— begin TEXT SEGMENT —
# Where do you get your sinkers



## specialpatrolgroup (Jan 16, 2009)

Is there anywhere in Fargo that sells the flat no roll sinkers? Or maybe everyone was out when I was looking.


----------



## dosch (May 20, 2003)

Fargo Bait Shop??


----------



## Hunterda (Nov 19, 2003)

http://www.atoztackleshop.com/

This place is really reasonable and located in Grand Forks.


----------



## specialpatrolgroup (Jan 16, 2009)

Thanks I will check out the bait shop, Grand Forks isnt in the path between work and the river, but I will stop by if I am ever up there, it looks like their prices are reasonable.

Anyone make their own sinkers? I thought about it but it seemed like a pain to have to do it yourself, plus I could buy a whole lot of them for the price of the melting pot and mold before I would break even.


----------



## Duckslayer100 (Apr 7, 2004)
— end TEXT SEGMENT —
— begin PROVIDED INFORMATION —
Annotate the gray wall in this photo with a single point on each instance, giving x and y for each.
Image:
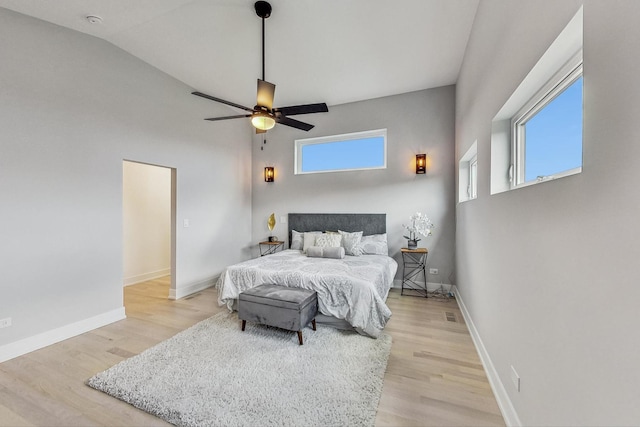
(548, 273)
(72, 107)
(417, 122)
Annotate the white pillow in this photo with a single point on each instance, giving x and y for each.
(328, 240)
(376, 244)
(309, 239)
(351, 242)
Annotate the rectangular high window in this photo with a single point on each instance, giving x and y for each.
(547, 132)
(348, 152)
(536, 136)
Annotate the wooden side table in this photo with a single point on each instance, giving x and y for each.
— end PROVIDED INFORMATION —
— begin PROVIDED INFORMATION —
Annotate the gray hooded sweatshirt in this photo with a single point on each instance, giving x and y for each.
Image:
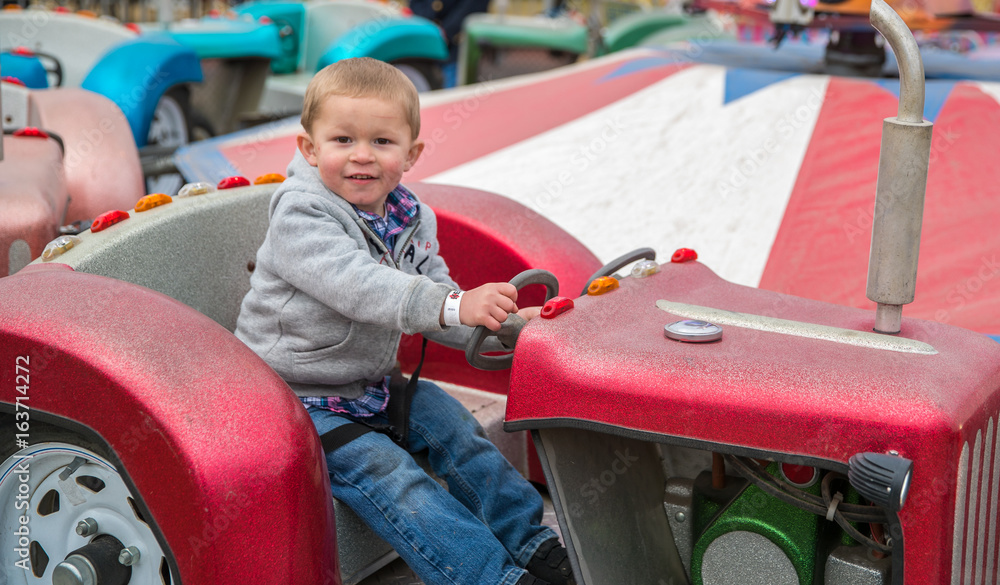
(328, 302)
— end PROVIDED INFORMATION —
WORK INSTRUCTIONS ▸
(1) List each distinct username that appears as a poster heading in the sinker thread.
(2) In the sinker thread, what city is the recommended tackle shop located in?
(3) Write out the sinker thread starting at "Thanks I will" and ending at "(Apr 7, 2004)", replacing "melting pot" with "casting pot".

FINAL RESULTS ▸
(1) specialpatrolgroup, dosch, Hunterda, Duckslayer100

(2) Grand Forks

(3)
Thanks I will check out the bait shop, Grand Forks isnt in the path between work and the river, but I will stop by if I am ever up there, it looks like their prices are reasonable.

Anyone make their own sinkers? I thought about it but it seemed like a pain to have to do it yourself, plus I could buy a whole lot of them for the price of the casting pot and mold before I would break even.


----------



## Duckslayer100 (Apr 7, 2004)